◆ **EXERCISE DESCRIPTION**
Give the lines in the rows below as a JSON list of strings, one string per line with blank lines omitted, starting with the line containing "[outline] tree line" and going on through the line containing "77 135 L 76".

— begin PROVIDED ENTRIES —

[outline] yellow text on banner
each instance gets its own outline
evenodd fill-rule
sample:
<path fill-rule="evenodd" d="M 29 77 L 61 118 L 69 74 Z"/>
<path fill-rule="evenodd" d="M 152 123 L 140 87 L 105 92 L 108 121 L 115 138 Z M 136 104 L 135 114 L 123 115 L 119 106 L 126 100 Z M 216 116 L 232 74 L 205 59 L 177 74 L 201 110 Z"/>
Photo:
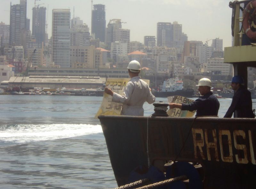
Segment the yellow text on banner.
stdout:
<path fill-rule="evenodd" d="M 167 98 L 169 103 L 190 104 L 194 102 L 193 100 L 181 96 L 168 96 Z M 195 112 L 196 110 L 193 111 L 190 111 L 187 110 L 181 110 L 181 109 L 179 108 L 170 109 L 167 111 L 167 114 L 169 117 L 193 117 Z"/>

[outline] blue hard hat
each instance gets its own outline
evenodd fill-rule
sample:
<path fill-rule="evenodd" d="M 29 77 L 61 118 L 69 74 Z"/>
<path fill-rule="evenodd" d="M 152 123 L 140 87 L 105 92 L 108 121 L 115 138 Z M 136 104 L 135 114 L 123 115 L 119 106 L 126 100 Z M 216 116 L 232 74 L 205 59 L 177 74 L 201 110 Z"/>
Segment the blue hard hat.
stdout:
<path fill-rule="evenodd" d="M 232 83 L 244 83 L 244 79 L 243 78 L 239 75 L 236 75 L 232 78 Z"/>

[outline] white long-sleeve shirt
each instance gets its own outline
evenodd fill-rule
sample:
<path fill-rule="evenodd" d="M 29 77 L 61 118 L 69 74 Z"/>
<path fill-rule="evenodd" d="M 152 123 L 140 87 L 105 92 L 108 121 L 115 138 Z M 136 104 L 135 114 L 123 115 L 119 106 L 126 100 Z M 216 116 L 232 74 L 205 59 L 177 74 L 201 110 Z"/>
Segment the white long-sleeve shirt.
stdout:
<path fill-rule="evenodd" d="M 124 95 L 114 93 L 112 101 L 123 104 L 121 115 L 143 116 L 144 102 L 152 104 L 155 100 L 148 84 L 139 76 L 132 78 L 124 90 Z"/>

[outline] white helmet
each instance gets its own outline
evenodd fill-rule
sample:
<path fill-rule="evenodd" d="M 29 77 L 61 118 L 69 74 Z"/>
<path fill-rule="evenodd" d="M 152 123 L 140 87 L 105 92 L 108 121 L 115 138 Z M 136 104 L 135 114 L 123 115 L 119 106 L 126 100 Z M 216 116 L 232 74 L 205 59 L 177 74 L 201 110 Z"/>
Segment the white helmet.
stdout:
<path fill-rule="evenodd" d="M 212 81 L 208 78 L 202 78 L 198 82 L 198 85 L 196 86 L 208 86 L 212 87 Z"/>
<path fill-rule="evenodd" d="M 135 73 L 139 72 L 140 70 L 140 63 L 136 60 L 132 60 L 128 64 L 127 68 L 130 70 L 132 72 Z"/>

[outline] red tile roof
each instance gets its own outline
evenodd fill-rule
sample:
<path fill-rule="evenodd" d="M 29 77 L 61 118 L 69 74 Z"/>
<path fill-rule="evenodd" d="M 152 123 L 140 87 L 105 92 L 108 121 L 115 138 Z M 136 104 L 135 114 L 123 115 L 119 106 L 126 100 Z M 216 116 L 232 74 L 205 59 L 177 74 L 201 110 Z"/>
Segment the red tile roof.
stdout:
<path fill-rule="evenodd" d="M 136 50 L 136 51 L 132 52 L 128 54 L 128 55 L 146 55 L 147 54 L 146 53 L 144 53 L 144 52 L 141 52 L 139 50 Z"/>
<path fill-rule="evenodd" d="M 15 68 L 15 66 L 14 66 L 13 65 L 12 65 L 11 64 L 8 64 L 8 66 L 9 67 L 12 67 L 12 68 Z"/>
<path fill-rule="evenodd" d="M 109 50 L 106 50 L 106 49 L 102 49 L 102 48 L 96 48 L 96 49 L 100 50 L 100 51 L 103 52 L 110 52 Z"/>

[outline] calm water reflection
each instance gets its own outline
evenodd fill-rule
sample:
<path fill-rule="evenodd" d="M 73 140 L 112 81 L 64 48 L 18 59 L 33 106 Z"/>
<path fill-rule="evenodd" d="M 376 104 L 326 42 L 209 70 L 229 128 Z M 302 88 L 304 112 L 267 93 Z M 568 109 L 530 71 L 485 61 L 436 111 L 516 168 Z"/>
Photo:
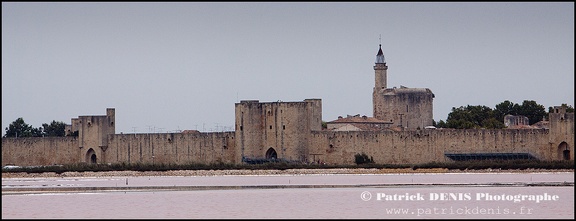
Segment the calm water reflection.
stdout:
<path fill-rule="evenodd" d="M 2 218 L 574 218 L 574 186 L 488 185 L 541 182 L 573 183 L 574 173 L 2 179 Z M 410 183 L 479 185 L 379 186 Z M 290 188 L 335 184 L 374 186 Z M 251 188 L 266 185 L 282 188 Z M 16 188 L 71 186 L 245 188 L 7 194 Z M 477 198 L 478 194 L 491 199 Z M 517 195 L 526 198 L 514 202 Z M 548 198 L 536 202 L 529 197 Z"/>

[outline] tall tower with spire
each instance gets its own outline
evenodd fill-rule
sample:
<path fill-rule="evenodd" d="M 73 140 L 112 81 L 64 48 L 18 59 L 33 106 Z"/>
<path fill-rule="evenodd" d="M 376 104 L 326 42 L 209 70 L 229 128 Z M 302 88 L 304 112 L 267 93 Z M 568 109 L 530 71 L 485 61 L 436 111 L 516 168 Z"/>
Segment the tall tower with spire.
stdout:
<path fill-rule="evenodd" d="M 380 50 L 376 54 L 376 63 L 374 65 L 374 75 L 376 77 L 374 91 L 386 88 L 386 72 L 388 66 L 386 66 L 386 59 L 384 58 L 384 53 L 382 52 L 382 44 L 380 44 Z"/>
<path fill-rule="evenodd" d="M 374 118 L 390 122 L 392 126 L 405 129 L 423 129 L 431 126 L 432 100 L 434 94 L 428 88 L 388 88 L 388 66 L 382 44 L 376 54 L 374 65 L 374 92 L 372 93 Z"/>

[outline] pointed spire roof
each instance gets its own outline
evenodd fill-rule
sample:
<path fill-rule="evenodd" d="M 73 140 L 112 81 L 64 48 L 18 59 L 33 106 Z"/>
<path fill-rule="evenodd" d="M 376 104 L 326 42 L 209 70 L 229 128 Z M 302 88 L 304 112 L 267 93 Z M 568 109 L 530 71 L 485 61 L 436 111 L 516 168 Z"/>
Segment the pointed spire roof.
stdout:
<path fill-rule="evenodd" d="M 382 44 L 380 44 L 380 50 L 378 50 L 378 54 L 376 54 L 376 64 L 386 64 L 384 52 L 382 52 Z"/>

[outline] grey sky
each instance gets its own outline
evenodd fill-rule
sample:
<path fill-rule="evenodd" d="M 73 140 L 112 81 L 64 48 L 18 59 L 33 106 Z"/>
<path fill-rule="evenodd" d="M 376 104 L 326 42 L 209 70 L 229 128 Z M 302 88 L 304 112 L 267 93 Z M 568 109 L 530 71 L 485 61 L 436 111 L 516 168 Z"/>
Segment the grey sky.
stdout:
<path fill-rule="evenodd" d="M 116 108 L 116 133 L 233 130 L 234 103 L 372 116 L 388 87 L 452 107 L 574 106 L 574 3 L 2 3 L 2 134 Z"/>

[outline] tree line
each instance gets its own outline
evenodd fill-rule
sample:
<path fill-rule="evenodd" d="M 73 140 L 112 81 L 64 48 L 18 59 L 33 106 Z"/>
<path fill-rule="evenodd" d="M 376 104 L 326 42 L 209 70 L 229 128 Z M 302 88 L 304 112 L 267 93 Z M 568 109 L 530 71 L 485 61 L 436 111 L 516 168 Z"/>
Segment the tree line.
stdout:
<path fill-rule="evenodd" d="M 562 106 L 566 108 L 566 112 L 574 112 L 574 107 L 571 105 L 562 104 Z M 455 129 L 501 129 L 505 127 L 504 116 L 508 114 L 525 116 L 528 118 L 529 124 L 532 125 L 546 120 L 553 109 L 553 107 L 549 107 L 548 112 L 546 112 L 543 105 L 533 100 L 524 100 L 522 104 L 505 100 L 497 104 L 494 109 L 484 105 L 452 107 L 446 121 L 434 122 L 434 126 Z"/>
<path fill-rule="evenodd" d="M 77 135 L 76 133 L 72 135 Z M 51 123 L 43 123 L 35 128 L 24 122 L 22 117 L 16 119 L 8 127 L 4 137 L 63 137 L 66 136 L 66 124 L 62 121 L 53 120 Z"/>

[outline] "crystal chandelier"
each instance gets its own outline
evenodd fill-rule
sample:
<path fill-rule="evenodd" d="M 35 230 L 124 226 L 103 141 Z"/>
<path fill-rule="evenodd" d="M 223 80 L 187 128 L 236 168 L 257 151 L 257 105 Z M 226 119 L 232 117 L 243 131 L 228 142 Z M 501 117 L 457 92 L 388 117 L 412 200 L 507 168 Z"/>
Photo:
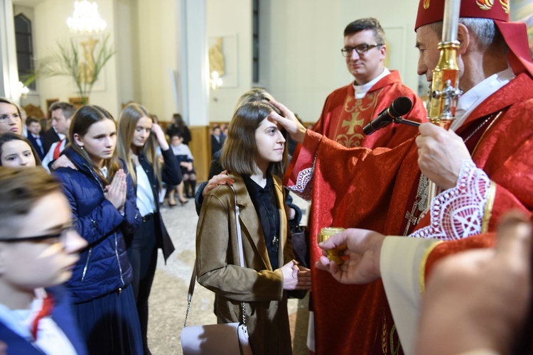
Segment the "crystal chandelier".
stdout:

— end PROVIDED ENTRIES —

◆ **EXERCISE ANSWER**
[
  "[outline] tree line",
  "each instance gets its own outline",
  "evenodd fill-rule",
  "sample:",
  "<path fill-rule=\"evenodd\" d=\"M 73 140 L 112 81 L 64 48 L 18 59 L 33 106 Z\"/>",
  "<path fill-rule=\"evenodd\" d=\"M 376 104 L 326 42 L 209 70 L 229 128 Z M 302 88 L 304 112 L 267 93 Z M 568 109 L 530 71 L 485 61 L 436 111 L 516 168 Z\"/>",
  "Segment the tree line.",
  "stdout:",
  "<path fill-rule=\"evenodd\" d=\"M 562 106 L 566 108 L 566 112 L 574 112 L 574 107 L 571 105 L 562 104 Z M 455 129 L 501 129 L 505 127 L 504 116 L 508 114 L 525 116 L 528 118 L 529 124 L 532 125 L 546 120 L 553 109 L 553 107 L 549 107 L 548 112 L 546 112 L 543 105 L 533 100 L 524 100 L 522 104 L 505 100 L 497 104 L 494 109 L 484 105 L 452 107 L 446 121 L 434 122 L 434 126 Z\"/>",
  "<path fill-rule=\"evenodd\" d=\"M 77 135 L 76 133 L 72 135 Z M 51 123 L 43 123 L 35 128 L 24 122 L 22 117 L 16 119 L 8 127 L 4 137 L 63 137 L 66 136 L 66 124 L 62 121 L 53 120 Z\"/>"
]